Material for this task>
--- --- ---
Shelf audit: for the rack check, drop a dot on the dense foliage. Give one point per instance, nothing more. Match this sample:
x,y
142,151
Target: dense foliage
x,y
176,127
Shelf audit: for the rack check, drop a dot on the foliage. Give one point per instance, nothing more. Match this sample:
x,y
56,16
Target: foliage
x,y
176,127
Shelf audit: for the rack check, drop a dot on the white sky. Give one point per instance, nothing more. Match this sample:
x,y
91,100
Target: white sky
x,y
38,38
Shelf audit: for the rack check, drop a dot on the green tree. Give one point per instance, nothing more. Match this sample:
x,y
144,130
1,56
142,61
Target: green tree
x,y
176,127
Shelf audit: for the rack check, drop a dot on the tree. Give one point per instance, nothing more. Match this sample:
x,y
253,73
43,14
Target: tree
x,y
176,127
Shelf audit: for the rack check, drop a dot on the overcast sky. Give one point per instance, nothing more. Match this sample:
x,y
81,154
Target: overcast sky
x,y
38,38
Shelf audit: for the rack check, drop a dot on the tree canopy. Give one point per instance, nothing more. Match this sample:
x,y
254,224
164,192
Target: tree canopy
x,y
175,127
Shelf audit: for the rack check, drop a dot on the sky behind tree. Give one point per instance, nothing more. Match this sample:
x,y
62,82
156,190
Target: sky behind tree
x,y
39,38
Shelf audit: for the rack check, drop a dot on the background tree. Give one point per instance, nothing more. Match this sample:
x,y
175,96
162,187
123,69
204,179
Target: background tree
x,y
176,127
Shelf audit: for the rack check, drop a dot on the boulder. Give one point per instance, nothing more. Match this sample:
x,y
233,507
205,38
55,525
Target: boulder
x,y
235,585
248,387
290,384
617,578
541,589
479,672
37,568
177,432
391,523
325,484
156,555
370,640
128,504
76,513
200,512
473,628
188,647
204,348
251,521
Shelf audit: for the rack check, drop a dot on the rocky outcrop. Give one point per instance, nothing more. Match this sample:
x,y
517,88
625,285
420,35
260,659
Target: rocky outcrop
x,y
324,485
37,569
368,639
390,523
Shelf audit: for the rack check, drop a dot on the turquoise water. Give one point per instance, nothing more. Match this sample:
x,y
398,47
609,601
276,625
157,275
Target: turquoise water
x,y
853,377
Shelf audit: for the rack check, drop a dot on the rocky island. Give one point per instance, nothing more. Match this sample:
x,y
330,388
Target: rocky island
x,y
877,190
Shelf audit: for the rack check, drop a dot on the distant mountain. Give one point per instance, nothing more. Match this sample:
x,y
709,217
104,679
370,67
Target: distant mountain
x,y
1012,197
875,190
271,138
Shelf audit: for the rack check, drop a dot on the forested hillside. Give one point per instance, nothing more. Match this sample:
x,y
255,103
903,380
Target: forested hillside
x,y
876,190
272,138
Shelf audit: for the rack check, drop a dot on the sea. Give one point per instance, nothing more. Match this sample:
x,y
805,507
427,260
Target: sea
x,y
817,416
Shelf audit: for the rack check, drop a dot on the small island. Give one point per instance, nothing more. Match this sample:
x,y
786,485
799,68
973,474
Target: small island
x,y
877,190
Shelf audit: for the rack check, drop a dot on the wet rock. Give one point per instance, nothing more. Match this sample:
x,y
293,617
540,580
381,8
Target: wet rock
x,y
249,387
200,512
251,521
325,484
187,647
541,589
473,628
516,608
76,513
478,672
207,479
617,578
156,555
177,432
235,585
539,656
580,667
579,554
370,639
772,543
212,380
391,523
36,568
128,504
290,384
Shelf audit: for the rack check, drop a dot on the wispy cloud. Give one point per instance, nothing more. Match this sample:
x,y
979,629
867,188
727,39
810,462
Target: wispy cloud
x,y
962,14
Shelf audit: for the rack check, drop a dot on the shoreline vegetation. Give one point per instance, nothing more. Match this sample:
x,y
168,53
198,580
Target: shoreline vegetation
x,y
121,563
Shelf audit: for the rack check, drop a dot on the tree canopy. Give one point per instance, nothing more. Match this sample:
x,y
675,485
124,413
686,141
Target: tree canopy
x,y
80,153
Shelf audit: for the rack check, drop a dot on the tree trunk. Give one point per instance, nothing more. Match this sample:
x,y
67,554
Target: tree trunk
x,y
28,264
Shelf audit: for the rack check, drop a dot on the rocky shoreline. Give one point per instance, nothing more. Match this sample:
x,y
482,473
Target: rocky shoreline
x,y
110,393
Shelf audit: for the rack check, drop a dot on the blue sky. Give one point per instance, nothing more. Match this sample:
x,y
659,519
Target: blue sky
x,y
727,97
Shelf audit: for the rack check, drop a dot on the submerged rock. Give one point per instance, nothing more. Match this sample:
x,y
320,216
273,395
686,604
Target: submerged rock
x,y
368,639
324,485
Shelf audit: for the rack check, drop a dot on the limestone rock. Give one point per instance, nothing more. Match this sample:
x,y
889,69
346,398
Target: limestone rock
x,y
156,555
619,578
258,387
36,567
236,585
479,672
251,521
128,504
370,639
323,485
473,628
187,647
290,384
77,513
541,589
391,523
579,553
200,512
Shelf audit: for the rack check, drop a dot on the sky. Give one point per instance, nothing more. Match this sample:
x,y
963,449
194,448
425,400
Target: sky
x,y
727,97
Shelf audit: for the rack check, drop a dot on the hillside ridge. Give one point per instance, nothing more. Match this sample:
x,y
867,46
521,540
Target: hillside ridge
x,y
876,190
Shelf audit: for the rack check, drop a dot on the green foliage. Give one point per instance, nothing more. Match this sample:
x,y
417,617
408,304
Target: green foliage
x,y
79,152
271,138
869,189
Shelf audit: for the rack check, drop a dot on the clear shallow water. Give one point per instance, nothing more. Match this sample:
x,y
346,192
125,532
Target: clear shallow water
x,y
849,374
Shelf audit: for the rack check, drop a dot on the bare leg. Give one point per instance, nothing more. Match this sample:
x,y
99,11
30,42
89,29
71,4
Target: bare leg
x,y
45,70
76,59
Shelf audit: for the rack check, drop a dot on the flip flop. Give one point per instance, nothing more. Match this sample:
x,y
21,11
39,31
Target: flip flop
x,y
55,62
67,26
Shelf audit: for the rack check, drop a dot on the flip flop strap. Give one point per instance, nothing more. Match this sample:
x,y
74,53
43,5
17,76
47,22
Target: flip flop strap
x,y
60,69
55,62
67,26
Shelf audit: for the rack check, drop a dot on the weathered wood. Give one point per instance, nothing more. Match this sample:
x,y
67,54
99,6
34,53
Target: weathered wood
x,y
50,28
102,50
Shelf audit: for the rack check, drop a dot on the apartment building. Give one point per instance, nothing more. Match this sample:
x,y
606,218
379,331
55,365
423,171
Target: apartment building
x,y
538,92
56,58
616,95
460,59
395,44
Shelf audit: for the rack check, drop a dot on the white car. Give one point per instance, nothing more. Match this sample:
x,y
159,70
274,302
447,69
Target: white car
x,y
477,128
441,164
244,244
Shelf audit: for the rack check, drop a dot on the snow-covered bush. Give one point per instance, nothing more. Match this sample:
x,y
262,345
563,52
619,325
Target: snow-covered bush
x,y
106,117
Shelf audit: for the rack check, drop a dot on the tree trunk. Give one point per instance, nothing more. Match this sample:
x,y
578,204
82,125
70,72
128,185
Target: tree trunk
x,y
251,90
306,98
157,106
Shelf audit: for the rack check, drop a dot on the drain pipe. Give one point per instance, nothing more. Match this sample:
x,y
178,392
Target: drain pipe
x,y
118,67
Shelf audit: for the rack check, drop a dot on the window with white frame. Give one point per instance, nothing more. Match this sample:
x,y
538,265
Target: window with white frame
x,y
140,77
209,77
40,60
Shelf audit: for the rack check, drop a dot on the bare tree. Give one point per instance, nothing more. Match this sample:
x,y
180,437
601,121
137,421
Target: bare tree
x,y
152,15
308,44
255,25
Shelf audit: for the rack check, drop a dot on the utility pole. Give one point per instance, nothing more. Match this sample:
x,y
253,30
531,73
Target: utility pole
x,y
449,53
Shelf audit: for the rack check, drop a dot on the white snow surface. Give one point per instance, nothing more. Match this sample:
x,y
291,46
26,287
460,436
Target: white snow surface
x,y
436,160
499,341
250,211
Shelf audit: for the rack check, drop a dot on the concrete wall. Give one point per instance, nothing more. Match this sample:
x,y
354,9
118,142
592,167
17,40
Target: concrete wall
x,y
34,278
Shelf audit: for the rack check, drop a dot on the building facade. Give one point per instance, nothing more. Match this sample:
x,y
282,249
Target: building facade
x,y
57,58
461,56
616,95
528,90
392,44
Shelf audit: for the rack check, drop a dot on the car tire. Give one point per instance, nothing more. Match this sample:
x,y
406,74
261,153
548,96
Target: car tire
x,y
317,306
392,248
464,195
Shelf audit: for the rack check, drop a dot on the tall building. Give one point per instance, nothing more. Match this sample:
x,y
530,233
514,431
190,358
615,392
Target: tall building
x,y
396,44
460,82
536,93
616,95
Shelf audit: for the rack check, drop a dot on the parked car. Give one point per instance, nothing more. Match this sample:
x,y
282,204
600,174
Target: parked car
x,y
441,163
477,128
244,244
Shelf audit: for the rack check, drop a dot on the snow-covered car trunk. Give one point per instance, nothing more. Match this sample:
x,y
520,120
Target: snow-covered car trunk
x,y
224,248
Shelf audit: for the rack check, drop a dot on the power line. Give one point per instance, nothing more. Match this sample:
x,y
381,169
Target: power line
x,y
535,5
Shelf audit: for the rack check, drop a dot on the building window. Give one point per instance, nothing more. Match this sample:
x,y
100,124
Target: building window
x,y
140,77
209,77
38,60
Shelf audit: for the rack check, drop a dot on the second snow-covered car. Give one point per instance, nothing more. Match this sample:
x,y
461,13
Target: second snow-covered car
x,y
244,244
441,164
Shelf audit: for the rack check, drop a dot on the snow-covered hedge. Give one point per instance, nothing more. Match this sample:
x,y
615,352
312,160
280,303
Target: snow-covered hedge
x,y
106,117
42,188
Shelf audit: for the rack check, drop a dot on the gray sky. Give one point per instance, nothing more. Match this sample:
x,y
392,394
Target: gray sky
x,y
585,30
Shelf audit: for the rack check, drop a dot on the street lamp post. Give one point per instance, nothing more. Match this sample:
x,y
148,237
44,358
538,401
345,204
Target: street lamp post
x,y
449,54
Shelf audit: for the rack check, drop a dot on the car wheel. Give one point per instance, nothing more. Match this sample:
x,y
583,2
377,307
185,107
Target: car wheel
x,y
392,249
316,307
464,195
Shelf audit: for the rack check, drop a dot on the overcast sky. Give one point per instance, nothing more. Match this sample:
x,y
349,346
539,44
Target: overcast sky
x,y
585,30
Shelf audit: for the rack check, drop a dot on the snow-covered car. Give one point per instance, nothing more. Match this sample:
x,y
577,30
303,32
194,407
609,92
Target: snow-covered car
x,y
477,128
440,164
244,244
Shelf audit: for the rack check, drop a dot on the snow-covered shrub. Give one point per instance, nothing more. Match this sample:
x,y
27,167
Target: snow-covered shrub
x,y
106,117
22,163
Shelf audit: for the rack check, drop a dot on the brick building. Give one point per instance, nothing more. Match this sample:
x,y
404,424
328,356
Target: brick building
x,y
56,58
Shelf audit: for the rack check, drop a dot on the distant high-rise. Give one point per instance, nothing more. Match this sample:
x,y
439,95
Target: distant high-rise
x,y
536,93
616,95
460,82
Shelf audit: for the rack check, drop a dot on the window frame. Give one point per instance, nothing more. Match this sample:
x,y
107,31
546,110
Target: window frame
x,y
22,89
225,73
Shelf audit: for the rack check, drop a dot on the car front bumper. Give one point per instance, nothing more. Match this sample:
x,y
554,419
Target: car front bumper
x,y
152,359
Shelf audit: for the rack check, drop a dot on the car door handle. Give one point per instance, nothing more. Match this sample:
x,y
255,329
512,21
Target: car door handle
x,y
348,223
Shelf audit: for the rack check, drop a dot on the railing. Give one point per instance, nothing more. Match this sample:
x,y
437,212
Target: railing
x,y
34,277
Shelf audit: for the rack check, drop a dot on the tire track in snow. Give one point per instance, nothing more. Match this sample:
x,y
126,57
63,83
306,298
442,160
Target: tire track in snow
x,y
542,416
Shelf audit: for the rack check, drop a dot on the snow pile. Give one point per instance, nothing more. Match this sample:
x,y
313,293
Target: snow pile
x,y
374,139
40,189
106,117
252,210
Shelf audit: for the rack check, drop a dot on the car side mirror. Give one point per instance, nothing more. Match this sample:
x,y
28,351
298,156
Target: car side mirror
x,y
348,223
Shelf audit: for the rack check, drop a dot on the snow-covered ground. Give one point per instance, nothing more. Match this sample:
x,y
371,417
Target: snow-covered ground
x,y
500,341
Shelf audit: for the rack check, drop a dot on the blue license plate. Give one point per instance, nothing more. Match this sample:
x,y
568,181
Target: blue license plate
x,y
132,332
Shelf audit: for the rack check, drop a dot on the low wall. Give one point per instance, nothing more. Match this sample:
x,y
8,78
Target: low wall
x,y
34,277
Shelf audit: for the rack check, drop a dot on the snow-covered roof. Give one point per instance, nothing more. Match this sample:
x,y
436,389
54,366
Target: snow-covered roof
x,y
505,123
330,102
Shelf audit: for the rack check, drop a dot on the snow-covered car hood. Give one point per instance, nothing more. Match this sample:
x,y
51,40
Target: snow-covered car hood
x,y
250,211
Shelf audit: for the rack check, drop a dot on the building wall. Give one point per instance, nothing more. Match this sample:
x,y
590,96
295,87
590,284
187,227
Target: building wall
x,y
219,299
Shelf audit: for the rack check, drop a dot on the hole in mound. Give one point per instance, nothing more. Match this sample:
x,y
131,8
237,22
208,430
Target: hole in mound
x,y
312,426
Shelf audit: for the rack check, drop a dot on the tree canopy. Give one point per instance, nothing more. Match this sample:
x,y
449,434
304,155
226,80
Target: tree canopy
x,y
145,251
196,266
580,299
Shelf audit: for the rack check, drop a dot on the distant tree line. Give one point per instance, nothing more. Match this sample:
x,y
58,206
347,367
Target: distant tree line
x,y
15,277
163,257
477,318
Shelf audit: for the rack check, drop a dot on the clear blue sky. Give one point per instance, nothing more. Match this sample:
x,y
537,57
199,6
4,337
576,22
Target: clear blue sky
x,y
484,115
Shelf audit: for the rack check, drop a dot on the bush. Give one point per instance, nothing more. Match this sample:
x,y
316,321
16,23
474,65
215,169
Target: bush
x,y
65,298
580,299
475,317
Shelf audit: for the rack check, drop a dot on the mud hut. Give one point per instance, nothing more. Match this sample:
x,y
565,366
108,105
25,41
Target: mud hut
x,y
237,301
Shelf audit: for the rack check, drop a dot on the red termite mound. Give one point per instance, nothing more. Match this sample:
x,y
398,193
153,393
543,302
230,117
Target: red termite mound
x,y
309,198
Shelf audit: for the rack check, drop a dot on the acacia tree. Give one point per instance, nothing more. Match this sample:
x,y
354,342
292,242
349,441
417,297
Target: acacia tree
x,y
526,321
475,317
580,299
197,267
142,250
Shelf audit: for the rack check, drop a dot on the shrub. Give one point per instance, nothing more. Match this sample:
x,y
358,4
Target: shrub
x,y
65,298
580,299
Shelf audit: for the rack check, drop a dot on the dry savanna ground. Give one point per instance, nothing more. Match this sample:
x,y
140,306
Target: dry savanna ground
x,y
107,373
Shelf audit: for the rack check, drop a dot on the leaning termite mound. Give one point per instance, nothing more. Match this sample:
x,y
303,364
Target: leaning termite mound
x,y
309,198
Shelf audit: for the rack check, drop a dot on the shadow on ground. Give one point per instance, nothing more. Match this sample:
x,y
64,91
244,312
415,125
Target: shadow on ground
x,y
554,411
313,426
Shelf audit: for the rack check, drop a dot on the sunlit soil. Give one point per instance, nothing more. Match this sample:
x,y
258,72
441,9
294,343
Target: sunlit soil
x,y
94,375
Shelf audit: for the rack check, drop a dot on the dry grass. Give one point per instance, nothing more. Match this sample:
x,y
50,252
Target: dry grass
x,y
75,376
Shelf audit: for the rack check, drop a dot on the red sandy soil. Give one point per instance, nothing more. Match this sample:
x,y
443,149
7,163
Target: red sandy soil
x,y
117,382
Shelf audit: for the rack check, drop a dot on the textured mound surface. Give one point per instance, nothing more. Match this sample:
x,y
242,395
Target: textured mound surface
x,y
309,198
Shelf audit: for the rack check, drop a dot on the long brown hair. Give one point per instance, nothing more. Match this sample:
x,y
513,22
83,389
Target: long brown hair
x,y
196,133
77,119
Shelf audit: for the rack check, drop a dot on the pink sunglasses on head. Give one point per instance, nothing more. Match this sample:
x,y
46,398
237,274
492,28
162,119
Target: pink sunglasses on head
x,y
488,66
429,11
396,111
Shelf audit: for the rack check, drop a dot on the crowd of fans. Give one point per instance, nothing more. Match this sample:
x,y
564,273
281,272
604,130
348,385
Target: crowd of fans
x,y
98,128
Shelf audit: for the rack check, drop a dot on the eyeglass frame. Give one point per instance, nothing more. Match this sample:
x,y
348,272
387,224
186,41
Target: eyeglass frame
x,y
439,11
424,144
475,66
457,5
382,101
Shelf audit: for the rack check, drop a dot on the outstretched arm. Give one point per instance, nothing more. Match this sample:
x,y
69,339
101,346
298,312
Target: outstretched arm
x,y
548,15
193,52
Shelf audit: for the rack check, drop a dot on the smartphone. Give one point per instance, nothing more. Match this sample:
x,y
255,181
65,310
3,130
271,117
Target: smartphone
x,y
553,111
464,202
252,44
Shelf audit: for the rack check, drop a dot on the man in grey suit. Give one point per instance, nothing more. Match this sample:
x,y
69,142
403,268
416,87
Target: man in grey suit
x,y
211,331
--- --- ---
Task brief> Print nothing but the lines from the line with "on the pink" to the last line of the records above. Both of those lines count.

Finished answer>
Shelf audit: for the rack check, drop a dot on the pink sunglasses on head. Give one point per instance, nothing more. Match this sample:
x,y
46,398
237,274
492,28
162,119
Target: pink sunglasses on head
x,y
488,66
429,11
396,111
Shelf audit: for the rack check, drop a dot on the crowd of fans. Give one point per instance, nothing more. Match this sample:
x,y
564,273
281,272
604,130
348,385
Target: crowd of fans
x,y
98,128
Shelf audit: for the rack check, drop a dot on the eyeglass frame. Give one point per instance, nothing more. Match this sample:
x,y
348,272
387,224
186,41
Target: eyeglass frame
x,y
439,11
424,144
475,66
457,5
382,101
Shelf audit: for the rack check, drop a dot on the outstretched arm. Give one point per instance, nothing more. Match this sample:
x,y
69,339
101,346
298,312
Target: outstretched arm
x,y
548,15
193,52
Shelf audit: for the rack check, drop a dot on the smartphone. Give one point per instance, nothing more. Match this sample:
x,y
255,181
65,310
3,130
271,117
Target: smartphone
x,y
553,111
464,202
252,44
Shelf audit: for the rack check, drop a dot on the man in grey suit. Give one point per instance, nothing more. Match this sample:
x,y
69,142
403,268
416,87
Target: man in grey suit
x,y
211,331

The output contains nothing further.